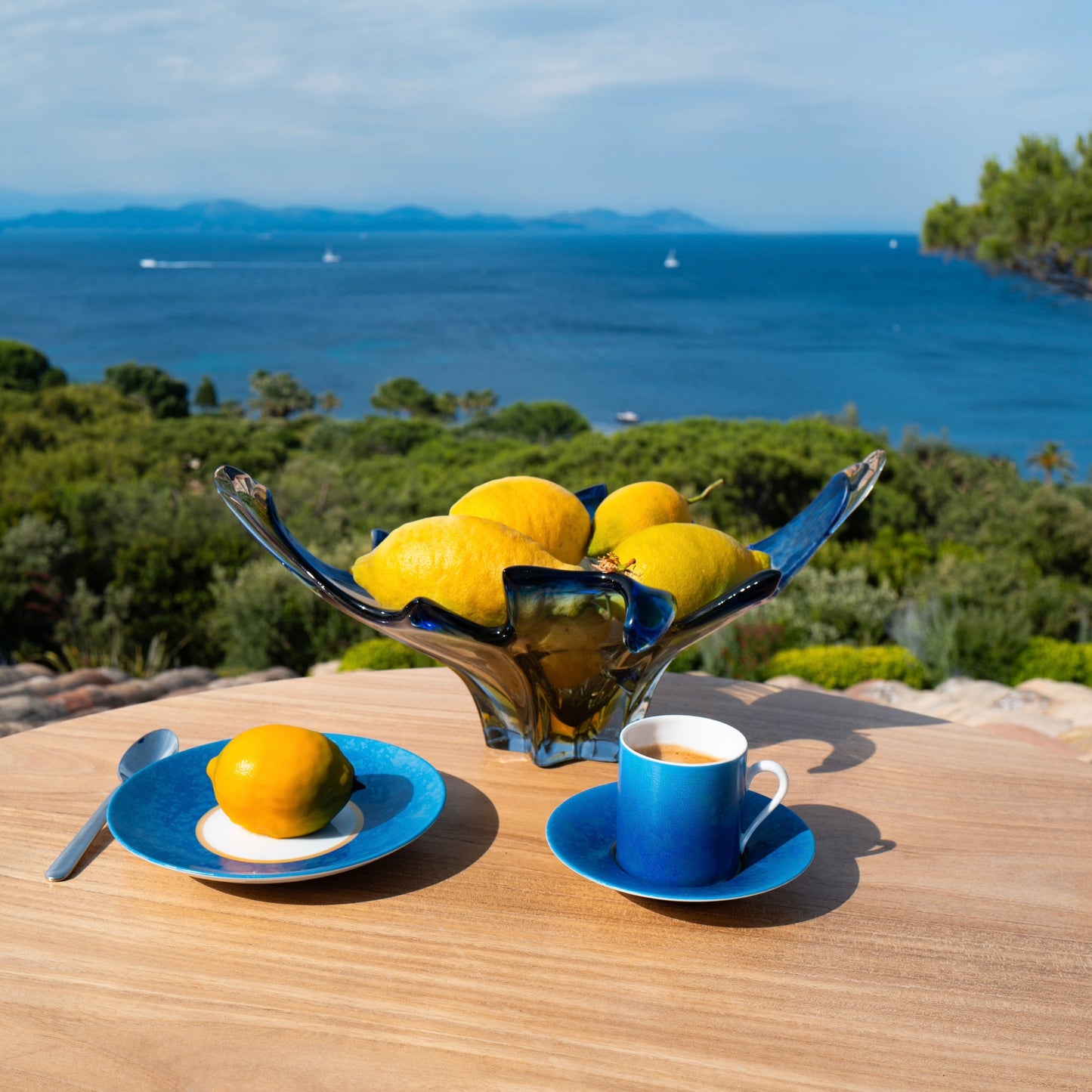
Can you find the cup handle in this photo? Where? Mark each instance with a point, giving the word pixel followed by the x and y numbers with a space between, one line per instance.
pixel 765 766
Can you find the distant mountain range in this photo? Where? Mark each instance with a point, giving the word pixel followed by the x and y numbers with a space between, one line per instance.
pixel 235 216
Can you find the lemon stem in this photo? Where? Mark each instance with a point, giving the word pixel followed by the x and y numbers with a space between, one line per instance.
pixel 704 493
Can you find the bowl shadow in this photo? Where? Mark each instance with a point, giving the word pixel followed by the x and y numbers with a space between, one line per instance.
pixel 842 837
pixel 466 827
pixel 771 719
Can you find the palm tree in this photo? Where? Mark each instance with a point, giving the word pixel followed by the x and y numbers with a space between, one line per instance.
pixel 1052 460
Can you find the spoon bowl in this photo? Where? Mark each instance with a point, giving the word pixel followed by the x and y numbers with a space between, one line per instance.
pixel 163 743
pixel 150 748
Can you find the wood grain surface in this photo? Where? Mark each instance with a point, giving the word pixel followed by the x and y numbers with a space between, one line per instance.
pixel 940 939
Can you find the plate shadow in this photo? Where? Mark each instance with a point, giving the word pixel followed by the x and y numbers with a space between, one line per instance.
pixel 842 837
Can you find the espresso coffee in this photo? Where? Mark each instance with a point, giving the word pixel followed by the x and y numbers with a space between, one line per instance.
pixel 675 753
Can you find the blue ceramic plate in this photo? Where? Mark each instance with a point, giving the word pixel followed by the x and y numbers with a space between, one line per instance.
pixel 167 814
pixel 581 834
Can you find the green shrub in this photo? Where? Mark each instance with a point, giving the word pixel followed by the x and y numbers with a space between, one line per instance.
pixel 838 667
pixel 383 654
pixel 24 368
pixel 161 392
pixel 534 422
pixel 1047 659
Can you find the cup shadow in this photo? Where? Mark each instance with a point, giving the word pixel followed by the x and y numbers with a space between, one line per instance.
pixel 466 827
pixel 842 837
pixel 775 718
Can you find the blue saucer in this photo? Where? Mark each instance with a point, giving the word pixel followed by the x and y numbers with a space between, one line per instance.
pixel 167 815
pixel 581 834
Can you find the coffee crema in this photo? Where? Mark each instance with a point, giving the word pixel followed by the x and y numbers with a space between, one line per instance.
pixel 675 753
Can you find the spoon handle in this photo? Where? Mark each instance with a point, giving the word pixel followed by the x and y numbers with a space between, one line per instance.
pixel 71 854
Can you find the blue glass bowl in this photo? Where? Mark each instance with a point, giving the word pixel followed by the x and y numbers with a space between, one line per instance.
pixel 581 652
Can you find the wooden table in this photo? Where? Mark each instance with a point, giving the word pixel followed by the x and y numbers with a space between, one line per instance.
pixel 939 939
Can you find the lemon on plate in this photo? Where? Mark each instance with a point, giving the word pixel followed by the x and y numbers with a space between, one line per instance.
pixel 281 780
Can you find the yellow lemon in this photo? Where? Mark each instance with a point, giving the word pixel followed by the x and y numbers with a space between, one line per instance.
pixel 694 562
pixel 281 781
pixel 542 510
pixel 454 561
pixel 638 506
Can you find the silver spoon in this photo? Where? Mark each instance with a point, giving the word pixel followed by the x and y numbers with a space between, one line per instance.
pixel 147 749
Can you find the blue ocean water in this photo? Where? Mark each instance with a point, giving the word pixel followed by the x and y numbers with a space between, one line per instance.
pixel 747 326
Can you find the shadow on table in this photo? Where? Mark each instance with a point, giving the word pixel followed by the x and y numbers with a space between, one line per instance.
pixel 842 837
pixel 466 829
pixel 787 714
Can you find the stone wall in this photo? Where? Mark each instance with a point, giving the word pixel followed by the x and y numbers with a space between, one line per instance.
pixel 32 694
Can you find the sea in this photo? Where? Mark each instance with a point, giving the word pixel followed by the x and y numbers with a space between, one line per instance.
pixel 746 326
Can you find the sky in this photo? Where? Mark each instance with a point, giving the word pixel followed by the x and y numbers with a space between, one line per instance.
pixel 780 115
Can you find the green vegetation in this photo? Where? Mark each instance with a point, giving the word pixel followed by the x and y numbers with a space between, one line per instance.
pixel 114 546
pixel 1035 216
pixel 838 667
pixel 382 654
pixel 24 368
pixel 162 393
pixel 1047 659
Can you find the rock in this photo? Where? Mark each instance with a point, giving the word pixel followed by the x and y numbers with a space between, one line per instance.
pixel 134 691
pixel 886 692
pixel 82 698
pixel 1056 691
pixel 45 686
pixel 26 709
pixel 981 691
pixel 1080 739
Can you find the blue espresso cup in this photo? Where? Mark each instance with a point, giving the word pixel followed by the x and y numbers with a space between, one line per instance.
pixel 679 821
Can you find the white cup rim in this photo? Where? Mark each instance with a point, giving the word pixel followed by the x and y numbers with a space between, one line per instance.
pixel 716 738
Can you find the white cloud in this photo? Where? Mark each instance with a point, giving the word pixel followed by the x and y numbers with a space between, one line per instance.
pixel 470 103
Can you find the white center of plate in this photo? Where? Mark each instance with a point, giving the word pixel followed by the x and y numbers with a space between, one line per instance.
pixel 226 839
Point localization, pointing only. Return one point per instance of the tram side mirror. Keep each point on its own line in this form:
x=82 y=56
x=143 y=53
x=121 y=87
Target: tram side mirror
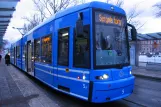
----------
▸ **Task statement**: Rewrite all of the entries above, changing every "instance" to "occurrence" and keeping everything else the same. Leave out the pictures.

▸ **Full answer**:
Can you find the cup handle in this photo? Where? Mark each occurrence with a point, giving the word pixel followed by the x and y numbers with a space between, one line per occurrence.
pixel 765 766
Can you find the distant mountain range in this photo? Where? Mark each occurrence with a point, giving the word pixel followed by the x and y numbers with a space between, one line per occurrence.
pixel 235 216
Can you find the lemon stem in this photo? Where? Mark each occurrence with a point, giving the word pixel followed by the x and y numbers with a space between, one line per occurrence.
pixel 704 493
Can you find the bowl shadow in this photo? Where? Mark each occurrence with a point, giving the word pixel followed by the x and y numbers with a space between, one line per occurrence.
pixel 842 837
pixel 466 827
pixel 771 719
Can you find the palm tree in this photo? Where? Mark each occurrence with a point, giving the word pixel followed by the x and y numbers with a space between, one line per occurrence.
pixel 1052 460
Can you find the spoon bowl in this photo? Where? Mark each occurrence with a point, giving the word pixel followed by the x and y numbers with a space between, one line per occurrence.
pixel 163 743
pixel 150 748
Can you find the wood grain surface in this photo? Where? Mark each occurrence with a point, giving the word pixel followed by the x and y numbers with a space between, one line per occurrence.
pixel 940 939
Can you find the plate shadow in this photo? Where? Mark each occurrence with a point, giving the word pixel followed by the x and y numbers with a space between, one line per occurrence.
pixel 842 837
Can you find the espresso coffee in this photo? Where? Mark each occurrence with a point, giving the word pixel followed by the x and y numbers with a space between, one line per occurrence.
pixel 675 753
Can you find the blue ceramic plate in this photo? Where? Mark each occurrence with a point, giving the word pixel followed by the x and y numbers with a space between, one line per occurrence.
pixel 167 814
pixel 581 834
Can you find the green shrub in this photo? Where? Mark each occurrence with a point, giving the word pixel followed by the x and y numbers with a space between, one line per occurrence.
pixel 838 667
pixel 383 654
pixel 24 368
pixel 161 392
pixel 534 422
pixel 1047 659
Can you find the cup shadow in this photo? Where? Mark each occurrence with a point, giving the word pixel followed by the x and y numbers with a space between, one line per occurrence.
pixel 466 827
pixel 842 837
pixel 775 718
Can you find the blue saucer in this photo? Where? Mark each occurrence with a point, giving the word pixel followed by the x and y numbers with a space between, one line per occurrence.
pixel 167 815
pixel 581 834
Can you find the coffee crema in this photo? Where? Mark each occurrence with a point, giving the word pixel followed by the x and y numbers with a space between, one line per occurrence.
pixel 675 753
Can you find the spoon handle in this photo? Where? Mark each occurrence with a point, giving the word pixel followed by the x and y numbers with a space between, one line per occurrence.
pixel 71 854
Can you find the blue glass bowl in this photo? Where? Mark each occurrence with a point, giving the word pixel followed by the x and y numbers with a space between, one line per occurrence.
pixel 581 652
Can you find the wooden table in this photo? Where? Mark each occurrence with a point, giving the word pixel followed by the x and y numbers with a space between, one line per occurrence.
pixel 939 939
Can you find the lemon on plate in this photo? Where? Mark each occurrence with a point, giving the word pixel followed by the x and y numbers with a space between, one line per occurrence.
pixel 281 780
Can you find the yellow lemon in this photo? Where? Mark each occurrence with a point, giving the word pixel followed by the x and y numbers with a space between, one line per occurrence.
pixel 694 562
pixel 281 781
pixel 542 510
pixel 454 561
pixel 638 506
Can you find the silver spoon in this photo? Where? Mark each occurrence with a point, giving the word pixel followed by the x and y numbers with a space between, one line per occurrence.
pixel 147 749
Can you find the blue ocean water in this photo? Where? Mark each occurrence with a point, giving the word pixel followed by the x and y numbers with a space between, one line per occurrence.
pixel 747 326
Can you find the shadow on table in this photo? Where? Mark each occurrence with a point, giving the word pixel followed by the x and y numbers with a space between, one line per occurrence.
pixel 842 837
pixel 466 829
pixel 787 714
Can you find the stone wall in this photo? Where? Mark each occurrence with a point, giving the word pixel followed by the x and y numbers with a space between, one line per occurrence.
pixel 32 694
Can you find the sea in this photo? Where? Mark each occurrence with a point, giving the word pixel followed by the x and y numbers with a space between, one line per occurrence.
pixel 746 326
Can you find the sky in this photo? Where? Mark each occurrence with a point, giving the word pixel followed by the x and y numbers with a space between, one line per occurrence.
pixel 780 115
Can you find the green vegetation in this photo? Where? Mark each occurrence with a point, giving the word pixel followed by the x and y numbers with a space between, one line per occurrence.
pixel 114 546
pixel 1035 216
pixel 838 667
pixel 382 654
pixel 24 368
pixel 162 393
pixel 1047 659
Can you find the rock in this photo? Where? Mark each occurrence with a point, giving the word pixel followed by the x and y numbers with a space between, one line per occurrence.
pixel 134 691
pixel 886 692
pixel 82 698
pixel 1056 691
pixel 45 686
pixel 26 709
pixel 981 691
pixel 1080 739
Can you find the blue espresso cup in this photo? Where? Mark each occurrence with a point, giving the word pixel followed by the x and y numbers with a space between, one line per occurrence.
pixel 679 821
Can you find the white cup rim in this photo? Where? Mark each occurrence with a point, giving the word pixel followed by the x and y numbers with a space between, one line per occurrence.
pixel 716 738
Can you find the white cloud in this photo? Where? Mark each occurrence with a point, giving the word pixel followed by the x and y numbers with a space between, one line per occurrence.
pixel 470 103
Can you find the white center of plate in this photo? Where? Mark each occurrence with a point, giving the word pixel followed by the x and y numbers with a space between, one line per occurrence.
pixel 226 839
Point localization, pointing only. Return one point per occurrence of the tram side mirror. Keep each point on its own line in this form:
x=82 y=56
x=143 y=53
x=121 y=87
Target: tram side mirror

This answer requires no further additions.